Wednesday, September 26, 2012

EIS Jeopardy

It is 25 days after the EIS application deadline. No word yet...

EIS = the Epidemic Intelligence Service, the CDC program for training people in applied epidemiology. Sounds dry, yeah? Disease sleuthing is the better name for it, things like investigating food outbreaks, for example listeria in ricotta cheese a week ago. There's not a lot of first-person accounts of the application process, though, which makes it a mite more harrowing.

This summer was spent gathering letters of recommendation, filling out the online forms (describe every job, volunteer experience, and educational activity you've ever done), and now is the waiting. 

Wait wait wait. 
Check online status of submission.
Where's my license? WHERE?? Oh, there it is.
Wait wait wait.
Call. Find out where the last bit of paperwork got lost in the stacks. 
Wait.
Check online status of submission. Oh goody, now it's being reviewed.
Wait wait wait.
Text other applicants compulsively, commiserate about the misery of not being rejected upfront.

Obviously from this post, I applied.

§ Excerpted data:

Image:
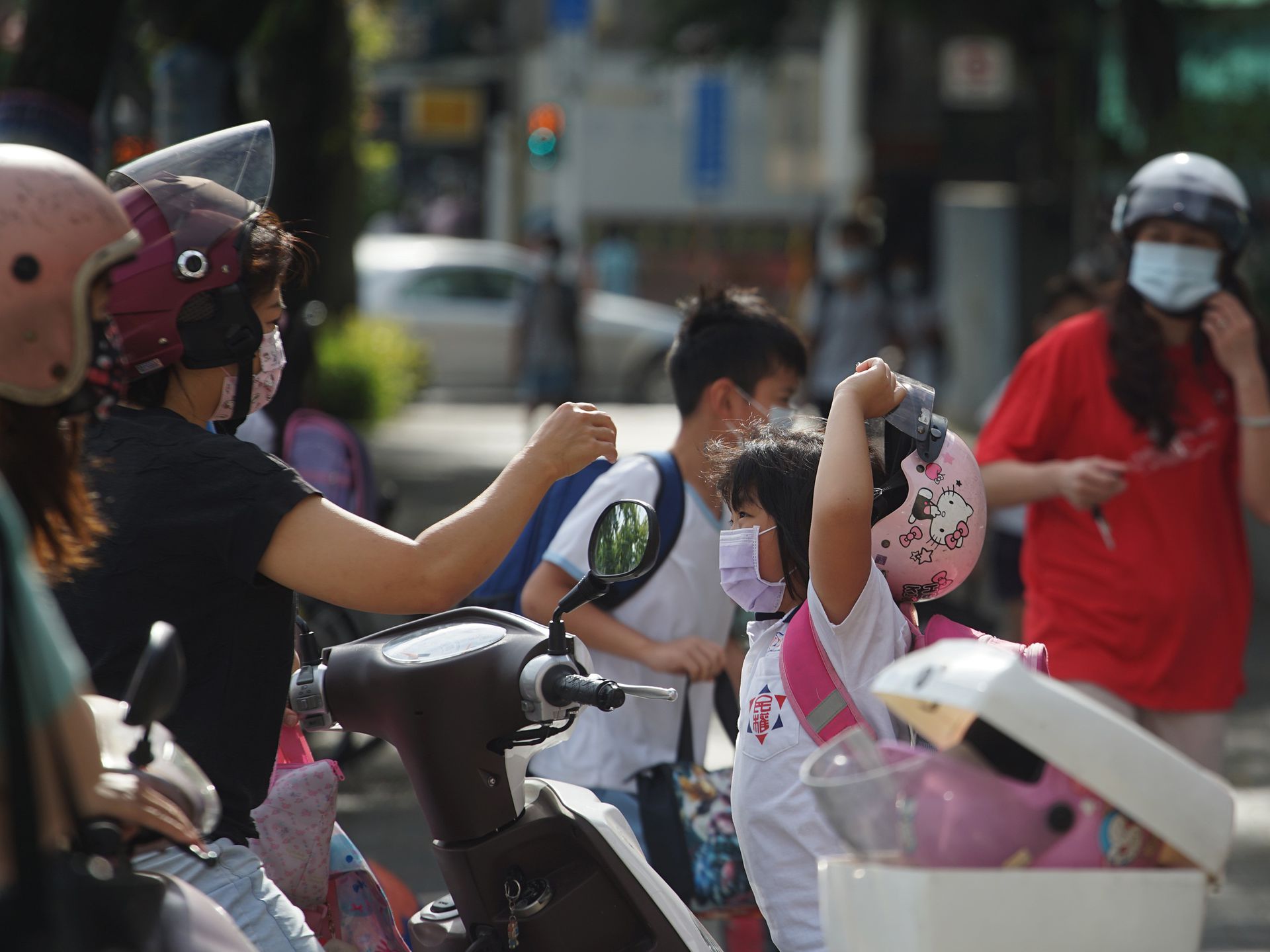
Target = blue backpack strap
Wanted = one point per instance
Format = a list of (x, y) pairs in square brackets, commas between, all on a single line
[(671, 496)]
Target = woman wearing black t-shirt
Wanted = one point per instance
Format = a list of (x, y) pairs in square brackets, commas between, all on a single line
[(215, 535)]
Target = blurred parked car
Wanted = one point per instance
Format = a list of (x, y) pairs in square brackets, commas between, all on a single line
[(461, 294)]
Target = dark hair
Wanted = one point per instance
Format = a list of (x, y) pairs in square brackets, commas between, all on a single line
[(730, 333), (40, 455), (855, 230), (1060, 286), (777, 467), (1143, 382), (273, 256)]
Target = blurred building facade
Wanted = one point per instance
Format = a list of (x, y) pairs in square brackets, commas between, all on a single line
[(986, 139)]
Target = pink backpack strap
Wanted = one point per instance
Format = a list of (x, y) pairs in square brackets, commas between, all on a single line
[(820, 699)]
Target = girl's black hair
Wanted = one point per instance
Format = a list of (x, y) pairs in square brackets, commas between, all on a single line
[(777, 467)]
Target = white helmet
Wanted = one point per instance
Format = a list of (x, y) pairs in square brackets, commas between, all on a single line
[(1187, 187)]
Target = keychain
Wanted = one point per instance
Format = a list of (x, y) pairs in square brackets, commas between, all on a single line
[(512, 890)]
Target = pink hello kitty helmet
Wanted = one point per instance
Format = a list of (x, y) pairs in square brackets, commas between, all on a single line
[(987, 804), (1023, 772), (930, 513)]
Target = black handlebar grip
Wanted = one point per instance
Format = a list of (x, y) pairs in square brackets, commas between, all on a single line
[(563, 688)]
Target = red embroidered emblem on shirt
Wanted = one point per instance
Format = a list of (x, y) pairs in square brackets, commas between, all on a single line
[(762, 709)]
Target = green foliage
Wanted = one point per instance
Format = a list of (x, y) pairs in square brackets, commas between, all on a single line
[(723, 27), (381, 190), (367, 369), (621, 539)]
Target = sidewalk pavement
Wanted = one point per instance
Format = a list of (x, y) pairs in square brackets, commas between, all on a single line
[(443, 455)]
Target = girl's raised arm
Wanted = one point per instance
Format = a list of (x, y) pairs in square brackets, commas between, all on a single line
[(842, 509)]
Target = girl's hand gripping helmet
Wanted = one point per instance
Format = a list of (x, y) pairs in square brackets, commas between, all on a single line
[(60, 230), (183, 296), (1185, 187), (930, 511)]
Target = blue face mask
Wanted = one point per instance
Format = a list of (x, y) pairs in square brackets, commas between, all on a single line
[(1174, 277)]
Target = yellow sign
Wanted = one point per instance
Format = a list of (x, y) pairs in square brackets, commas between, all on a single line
[(446, 116)]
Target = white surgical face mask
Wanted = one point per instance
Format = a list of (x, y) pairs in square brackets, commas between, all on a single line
[(263, 384), (738, 571), (1174, 277), (839, 262)]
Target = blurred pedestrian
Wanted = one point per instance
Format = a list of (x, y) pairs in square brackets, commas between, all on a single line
[(615, 262), (1062, 296), (1100, 271), (843, 310), (1136, 434), (548, 349), (915, 314)]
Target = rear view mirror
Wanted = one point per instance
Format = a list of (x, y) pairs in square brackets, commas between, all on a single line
[(158, 679), (625, 541)]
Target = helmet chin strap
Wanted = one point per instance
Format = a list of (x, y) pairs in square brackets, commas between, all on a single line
[(241, 397)]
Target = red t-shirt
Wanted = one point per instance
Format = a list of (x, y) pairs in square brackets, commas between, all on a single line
[(1162, 618)]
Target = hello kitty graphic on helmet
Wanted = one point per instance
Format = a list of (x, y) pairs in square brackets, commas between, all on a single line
[(930, 513)]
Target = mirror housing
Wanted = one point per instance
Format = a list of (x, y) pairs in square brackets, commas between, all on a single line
[(624, 544), (158, 679)]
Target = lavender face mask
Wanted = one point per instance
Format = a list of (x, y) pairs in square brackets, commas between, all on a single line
[(738, 571)]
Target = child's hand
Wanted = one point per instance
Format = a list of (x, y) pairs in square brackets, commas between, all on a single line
[(873, 388)]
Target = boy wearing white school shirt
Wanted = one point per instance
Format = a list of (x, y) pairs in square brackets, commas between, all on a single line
[(733, 360)]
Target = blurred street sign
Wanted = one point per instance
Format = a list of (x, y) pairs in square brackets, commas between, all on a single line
[(571, 15), (454, 116), (708, 140), (977, 73)]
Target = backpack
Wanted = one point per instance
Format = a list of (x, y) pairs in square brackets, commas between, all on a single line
[(502, 590), (331, 455), (824, 705)]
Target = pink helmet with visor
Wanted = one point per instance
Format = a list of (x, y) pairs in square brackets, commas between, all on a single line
[(987, 802), (63, 230), (194, 205), (930, 513)]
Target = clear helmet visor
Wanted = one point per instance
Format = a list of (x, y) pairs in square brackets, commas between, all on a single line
[(208, 186), (1201, 209), (904, 806), (916, 412)]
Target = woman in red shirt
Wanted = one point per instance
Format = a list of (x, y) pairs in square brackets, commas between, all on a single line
[(1136, 434)]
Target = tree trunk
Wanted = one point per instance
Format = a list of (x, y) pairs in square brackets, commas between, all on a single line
[(54, 84), (304, 63)]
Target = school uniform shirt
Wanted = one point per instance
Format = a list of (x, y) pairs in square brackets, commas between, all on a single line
[(779, 824), (190, 515), (1161, 618), (683, 599)]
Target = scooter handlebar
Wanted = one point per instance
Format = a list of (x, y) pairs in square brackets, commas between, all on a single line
[(650, 693), (564, 689)]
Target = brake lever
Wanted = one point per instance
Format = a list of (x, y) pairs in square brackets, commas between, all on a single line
[(146, 837), (639, 691)]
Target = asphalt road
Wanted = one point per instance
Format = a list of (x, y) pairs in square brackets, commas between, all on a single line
[(439, 456)]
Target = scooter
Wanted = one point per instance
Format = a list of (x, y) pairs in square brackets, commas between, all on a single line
[(466, 697), (138, 910)]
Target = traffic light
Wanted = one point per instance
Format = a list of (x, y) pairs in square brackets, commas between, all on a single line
[(545, 128)]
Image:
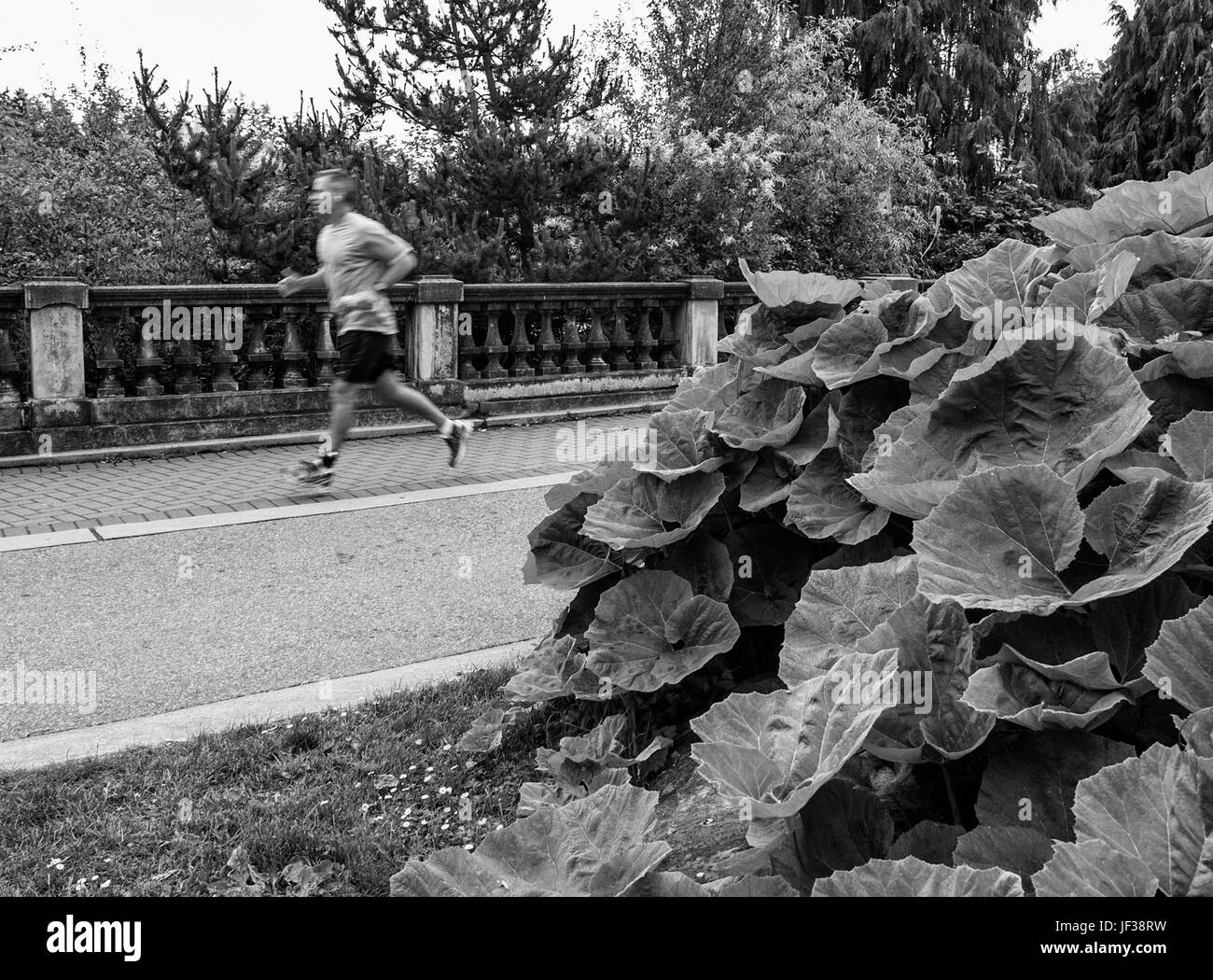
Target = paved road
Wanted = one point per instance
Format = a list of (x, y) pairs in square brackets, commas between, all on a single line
[(174, 620)]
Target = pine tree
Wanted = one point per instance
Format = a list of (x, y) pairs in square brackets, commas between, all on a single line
[(1156, 105), (473, 74)]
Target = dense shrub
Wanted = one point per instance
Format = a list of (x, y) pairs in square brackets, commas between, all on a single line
[(974, 527)]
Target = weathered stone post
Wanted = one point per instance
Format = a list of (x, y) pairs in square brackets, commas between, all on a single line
[(435, 341), (698, 320), (56, 336)]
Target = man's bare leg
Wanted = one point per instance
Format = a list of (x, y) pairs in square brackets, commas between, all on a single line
[(404, 397)]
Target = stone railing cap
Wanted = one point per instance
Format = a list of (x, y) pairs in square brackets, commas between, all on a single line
[(53, 291), (704, 287)]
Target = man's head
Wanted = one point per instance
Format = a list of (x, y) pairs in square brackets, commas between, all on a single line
[(332, 193)]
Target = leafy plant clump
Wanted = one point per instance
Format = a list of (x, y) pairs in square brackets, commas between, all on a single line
[(971, 527)]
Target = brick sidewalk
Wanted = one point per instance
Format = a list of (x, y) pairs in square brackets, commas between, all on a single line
[(39, 498)]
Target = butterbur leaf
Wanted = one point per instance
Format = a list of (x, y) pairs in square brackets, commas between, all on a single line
[(776, 749), (650, 631), (704, 562), (935, 656), (1020, 849), (1031, 781), (913, 878), (771, 566), (821, 503), (595, 481), (552, 671), (593, 847), (1002, 275), (1068, 410), (1133, 207), (928, 841), (561, 555), (646, 512), (767, 415), (837, 609), (1081, 693), (1192, 444), (1094, 869), (844, 356), (1156, 808), (788, 288), (1180, 661), (679, 442)]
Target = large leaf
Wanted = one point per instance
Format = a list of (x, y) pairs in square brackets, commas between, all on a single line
[(913, 878), (771, 566), (785, 288), (776, 749), (646, 512), (679, 442), (1002, 539), (1180, 661), (1001, 276), (1161, 310), (837, 609), (561, 555), (823, 505), (651, 630), (1094, 869), (1031, 781), (1192, 444), (845, 349), (1157, 808), (593, 847), (1178, 203), (934, 657), (769, 415), (1068, 410), (1081, 693)]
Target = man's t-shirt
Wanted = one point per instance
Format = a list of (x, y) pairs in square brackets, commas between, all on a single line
[(355, 252)]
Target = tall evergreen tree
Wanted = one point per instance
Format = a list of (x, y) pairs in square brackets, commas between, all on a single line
[(1156, 105), (476, 76)]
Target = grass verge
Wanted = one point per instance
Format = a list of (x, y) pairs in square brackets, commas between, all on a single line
[(331, 803)]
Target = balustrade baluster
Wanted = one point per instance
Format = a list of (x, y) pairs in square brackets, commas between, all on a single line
[(258, 355), (520, 343), (644, 341), (186, 360), (8, 368), (570, 341), (547, 346), (294, 356), (493, 344), (597, 343), (326, 351), (109, 364)]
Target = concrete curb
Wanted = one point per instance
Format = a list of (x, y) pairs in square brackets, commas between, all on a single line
[(314, 509), (267, 706)]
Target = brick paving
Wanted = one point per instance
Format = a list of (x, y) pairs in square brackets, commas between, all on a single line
[(40, 498)]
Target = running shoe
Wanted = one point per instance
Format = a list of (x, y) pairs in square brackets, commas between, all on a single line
[(457, 440)]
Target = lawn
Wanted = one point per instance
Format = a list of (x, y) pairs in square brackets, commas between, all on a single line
[(332, 803)]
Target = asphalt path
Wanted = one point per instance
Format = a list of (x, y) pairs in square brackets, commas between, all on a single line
[(183, 619)]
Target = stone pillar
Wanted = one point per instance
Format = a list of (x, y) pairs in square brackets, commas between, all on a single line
[(56, 336), (698, 320), (435, 341)]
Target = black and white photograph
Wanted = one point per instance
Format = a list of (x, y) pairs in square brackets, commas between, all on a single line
[(646, 449)]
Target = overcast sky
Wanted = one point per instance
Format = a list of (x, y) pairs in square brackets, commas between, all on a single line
[(272, 49)]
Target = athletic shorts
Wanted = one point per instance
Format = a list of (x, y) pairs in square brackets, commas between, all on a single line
[(363, 356)]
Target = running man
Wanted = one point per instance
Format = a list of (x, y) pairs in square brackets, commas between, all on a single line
[(359, 259)]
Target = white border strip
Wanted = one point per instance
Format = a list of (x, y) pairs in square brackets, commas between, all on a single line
[(314, 509), (267, 706)]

§ Activity list:
1. Answer the following from the blog post about the EIS application:
(a) What does EIS stand for?
(b) How many days have passed since the application deadline?
(c) In what food was listeria found a week earlier?
2. Write the next part of the blog post about the EIS application, picking up after its final sentence.
The data are unrelated to the blog post about the EIS application.

§ Numbered responses:
1.
(a) The Epidemic Intelligence Service.
(b) 25 days.
(c) Ricotta cheese.

2.
It's a long shot for me. I'm still working on my masters in public health and have less field experience than most candidates. Also, I'm a veterinarian. This is both good and bad. There have been veterinarians in EIS (Pappaioanou, 2003, a great article if you are a DVM obsessing over your EIS application, as is this powerpoint), but the majority of officers appointed are human medical doctors who have already done a residency.

 Still, I got to attend the EIS conference this spring, and it was full of fascinating people and such scope for practicing communication AND population medicine that I would be a fool not to try to get in. It's obscure outside the sphere of public health, though, and I hadn't even heard of it until I was partway through vet school.

Now, of course, they've made a nice movie (Contagion) with Kate Winslet as the EIS officer, and the service has become better known (by the handle: You know that movie with Kate Winslet and people dying? No, not the one with a boat).

Correspondingly, the applicant pool has doubled.
Thanks, Hollywood *shakes fist*

wait wait wait

Anyone have a good list of fidgeting techniques?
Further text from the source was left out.